A verbatim copy of the lines from the one with "Where can you see the ceiling" through the final line below is required; print it and nothing else.

::: Data shown :::

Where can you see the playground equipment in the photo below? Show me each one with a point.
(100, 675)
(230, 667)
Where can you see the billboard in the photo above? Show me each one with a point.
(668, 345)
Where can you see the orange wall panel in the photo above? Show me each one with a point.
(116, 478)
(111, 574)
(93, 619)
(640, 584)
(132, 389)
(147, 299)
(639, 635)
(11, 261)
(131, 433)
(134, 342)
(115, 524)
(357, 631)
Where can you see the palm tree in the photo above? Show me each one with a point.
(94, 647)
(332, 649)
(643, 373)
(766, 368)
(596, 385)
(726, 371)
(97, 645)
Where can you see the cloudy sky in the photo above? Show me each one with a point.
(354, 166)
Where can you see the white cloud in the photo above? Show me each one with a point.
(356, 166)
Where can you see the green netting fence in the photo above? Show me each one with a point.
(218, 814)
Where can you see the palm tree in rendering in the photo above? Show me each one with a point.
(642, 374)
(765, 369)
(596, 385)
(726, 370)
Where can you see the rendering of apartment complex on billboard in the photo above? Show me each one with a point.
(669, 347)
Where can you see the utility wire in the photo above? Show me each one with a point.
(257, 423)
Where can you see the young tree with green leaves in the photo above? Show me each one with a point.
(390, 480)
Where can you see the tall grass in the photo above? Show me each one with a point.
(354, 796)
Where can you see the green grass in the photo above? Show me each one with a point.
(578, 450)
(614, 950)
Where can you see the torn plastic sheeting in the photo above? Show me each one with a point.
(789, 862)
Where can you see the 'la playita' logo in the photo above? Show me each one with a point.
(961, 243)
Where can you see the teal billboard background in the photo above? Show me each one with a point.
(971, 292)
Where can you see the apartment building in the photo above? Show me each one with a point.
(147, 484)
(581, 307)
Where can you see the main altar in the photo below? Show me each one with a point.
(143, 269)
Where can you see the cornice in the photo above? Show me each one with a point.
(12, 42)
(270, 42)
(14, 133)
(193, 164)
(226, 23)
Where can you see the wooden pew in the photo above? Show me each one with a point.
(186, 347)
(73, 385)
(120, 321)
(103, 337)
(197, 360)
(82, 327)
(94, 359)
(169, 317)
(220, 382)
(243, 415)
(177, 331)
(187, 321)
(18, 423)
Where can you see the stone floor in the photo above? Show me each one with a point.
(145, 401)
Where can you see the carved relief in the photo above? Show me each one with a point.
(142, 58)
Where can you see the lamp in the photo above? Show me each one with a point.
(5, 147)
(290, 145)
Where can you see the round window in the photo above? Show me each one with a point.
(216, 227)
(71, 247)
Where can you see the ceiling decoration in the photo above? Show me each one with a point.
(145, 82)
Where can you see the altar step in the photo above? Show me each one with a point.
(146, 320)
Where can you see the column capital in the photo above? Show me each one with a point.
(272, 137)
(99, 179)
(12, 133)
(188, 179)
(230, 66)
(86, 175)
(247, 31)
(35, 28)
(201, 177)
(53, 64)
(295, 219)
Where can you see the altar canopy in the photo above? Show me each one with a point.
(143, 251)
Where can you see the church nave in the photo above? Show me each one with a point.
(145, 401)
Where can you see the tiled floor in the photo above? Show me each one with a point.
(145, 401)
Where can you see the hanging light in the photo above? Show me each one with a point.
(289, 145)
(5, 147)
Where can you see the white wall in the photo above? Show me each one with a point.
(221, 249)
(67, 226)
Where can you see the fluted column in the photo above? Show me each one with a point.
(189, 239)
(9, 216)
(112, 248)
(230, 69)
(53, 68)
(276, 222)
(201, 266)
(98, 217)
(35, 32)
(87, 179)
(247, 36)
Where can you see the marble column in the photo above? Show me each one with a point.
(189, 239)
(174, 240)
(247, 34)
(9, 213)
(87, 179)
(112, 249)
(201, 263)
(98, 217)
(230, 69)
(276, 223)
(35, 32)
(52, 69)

:::

__Solution for this exercise__.
Where can you see the ceiling decoration in the photo above? Show me each one with a point.
(145, 82)
Where can you see the altar step in the photo above? Show me each one with a point.
(146, 320)
Where can you see the column capital in the photo above? Show me each one with a point.
(272, 137)
(99, 179)
(12, 133)
(188, 179)
(230, 66)
(86, 175)
(247, 31)
(35, 28)
(201, 177)
(53, 64)
(295, 219)
Where can you see the altar canopy in the photo above? Show me each one with a point.
(143, 251)
Where can you see the church nave in the photo above? Show me each one with a point.
(145, 401)
Where can you see the tiled floor in the photo above? Show me each one with a point.
(145, 401)
Where can you see the hanging light in the photo above? Show me each one with a point.
(289, 145)
(5, 147)
Where can you see the white wall in the photo above? Show me each one with a point.
(221, 249)
(67, 226)
Where can you see the fluted column in the photo above? Show me each one with a point.
(189, 239)
(9, 216)
(112, 248)
(230, 69)
(53, 68)
(276, 222)
(201, 266)
(98, 217)
(35, 32)
(87, 179)
(247, 36)
Where can you see the marble column in the photo above? Show me each one with a point.
(189, 239)
(174, 240)
(247, 34)
(9, 213)
(87, 179)
(112, 249)
(201, 263)
(98, 217)
(230, 69)
(276, 223)
(35, 32)
(52, 69)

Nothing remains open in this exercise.